What the task asks:
The expected output is the set of lines below beginning at the one that contains "# body names" and ending at the final line, reproduced exactly.

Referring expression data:

--- START ---

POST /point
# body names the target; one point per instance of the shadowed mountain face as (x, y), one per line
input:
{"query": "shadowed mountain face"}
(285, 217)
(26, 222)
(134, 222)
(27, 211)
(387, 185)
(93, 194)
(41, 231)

--- END ---

Solved exercise:
# body names the target; one point per instance of the shadowed mountain face as (x, y), one per line
input:
{"query": "shadowed mountain face"}
(285, 217)
(26, 222)
(134, 222)
(27, 211)
(387, 185)
(93, 194)
(41, 231)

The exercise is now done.